Work order.
One number alone answers this: the count of lines below in which the word "sign" is found.

[Source records]
● ● ● ● ● ● ●
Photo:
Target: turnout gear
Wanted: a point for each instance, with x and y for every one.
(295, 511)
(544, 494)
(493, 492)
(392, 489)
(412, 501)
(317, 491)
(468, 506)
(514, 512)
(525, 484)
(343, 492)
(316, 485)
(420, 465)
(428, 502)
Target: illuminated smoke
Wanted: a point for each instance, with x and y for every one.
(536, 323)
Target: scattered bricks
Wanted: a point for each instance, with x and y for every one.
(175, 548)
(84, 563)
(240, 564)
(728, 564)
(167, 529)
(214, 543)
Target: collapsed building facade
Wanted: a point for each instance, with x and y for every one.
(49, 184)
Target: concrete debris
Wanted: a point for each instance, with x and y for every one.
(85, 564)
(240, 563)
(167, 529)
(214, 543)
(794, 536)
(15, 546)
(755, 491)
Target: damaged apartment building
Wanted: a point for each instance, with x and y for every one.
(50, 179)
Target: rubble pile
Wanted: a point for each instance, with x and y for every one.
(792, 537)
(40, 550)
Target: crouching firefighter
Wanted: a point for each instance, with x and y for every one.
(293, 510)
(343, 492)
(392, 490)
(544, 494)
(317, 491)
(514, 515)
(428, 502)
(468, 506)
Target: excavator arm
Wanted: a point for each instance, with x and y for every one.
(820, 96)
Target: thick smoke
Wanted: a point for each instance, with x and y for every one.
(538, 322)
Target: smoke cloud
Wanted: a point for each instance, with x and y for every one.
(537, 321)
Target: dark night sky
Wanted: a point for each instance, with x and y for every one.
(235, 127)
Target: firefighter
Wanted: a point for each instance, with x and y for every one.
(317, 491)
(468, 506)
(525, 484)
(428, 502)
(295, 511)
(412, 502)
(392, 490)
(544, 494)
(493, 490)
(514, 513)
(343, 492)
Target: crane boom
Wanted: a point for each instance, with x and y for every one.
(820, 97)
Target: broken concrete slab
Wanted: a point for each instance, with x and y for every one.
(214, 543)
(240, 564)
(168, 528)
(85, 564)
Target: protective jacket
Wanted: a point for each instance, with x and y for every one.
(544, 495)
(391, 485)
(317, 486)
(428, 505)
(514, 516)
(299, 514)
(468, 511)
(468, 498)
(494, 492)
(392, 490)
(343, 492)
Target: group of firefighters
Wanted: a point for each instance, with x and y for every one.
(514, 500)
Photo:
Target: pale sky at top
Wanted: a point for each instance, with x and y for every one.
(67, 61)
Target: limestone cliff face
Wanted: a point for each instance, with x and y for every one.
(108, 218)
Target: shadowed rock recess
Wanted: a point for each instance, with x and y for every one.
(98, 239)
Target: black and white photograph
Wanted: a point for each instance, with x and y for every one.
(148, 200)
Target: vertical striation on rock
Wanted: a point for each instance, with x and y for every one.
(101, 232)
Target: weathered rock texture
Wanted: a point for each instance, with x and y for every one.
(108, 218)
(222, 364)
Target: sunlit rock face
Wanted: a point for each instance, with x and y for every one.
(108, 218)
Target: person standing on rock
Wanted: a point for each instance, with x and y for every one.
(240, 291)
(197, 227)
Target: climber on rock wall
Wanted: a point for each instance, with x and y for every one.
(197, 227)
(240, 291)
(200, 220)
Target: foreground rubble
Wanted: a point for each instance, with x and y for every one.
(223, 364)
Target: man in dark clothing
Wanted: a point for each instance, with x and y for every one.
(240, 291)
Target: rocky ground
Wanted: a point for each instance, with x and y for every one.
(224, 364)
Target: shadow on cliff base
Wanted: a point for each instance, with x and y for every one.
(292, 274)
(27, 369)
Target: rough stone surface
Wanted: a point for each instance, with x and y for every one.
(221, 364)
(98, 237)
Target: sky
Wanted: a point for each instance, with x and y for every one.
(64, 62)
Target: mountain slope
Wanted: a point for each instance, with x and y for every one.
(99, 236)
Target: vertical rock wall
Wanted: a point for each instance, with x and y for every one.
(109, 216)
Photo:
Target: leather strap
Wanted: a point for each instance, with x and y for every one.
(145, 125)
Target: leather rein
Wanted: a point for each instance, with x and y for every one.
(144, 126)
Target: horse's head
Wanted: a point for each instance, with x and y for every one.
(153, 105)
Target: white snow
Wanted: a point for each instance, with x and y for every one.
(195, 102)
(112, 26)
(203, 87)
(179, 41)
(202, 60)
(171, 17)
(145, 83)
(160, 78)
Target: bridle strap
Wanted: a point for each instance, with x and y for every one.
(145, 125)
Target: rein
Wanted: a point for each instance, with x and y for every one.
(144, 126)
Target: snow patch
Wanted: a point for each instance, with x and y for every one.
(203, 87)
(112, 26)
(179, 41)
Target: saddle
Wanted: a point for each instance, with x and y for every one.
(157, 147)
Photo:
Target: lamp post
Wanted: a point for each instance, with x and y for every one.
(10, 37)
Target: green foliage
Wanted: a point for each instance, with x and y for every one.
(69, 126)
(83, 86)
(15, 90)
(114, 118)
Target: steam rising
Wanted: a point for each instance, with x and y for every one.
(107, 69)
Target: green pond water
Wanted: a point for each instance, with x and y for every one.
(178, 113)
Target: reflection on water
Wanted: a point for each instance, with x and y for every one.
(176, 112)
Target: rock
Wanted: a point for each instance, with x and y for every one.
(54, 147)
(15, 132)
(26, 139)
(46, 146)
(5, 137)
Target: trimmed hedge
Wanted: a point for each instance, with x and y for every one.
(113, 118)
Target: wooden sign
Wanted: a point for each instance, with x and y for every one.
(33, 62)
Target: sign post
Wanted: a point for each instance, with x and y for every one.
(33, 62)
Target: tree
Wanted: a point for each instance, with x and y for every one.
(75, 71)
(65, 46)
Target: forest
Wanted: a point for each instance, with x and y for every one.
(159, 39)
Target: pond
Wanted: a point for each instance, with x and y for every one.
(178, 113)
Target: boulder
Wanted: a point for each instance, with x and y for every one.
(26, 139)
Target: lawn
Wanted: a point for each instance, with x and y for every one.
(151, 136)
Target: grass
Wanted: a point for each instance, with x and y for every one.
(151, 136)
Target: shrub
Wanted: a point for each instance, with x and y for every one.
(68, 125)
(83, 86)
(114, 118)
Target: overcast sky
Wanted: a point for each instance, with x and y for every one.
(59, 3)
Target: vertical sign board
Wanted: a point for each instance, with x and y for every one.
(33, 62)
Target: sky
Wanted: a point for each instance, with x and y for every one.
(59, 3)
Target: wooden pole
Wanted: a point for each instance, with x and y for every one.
● ● ● ● ● ● ●
Answer section.
3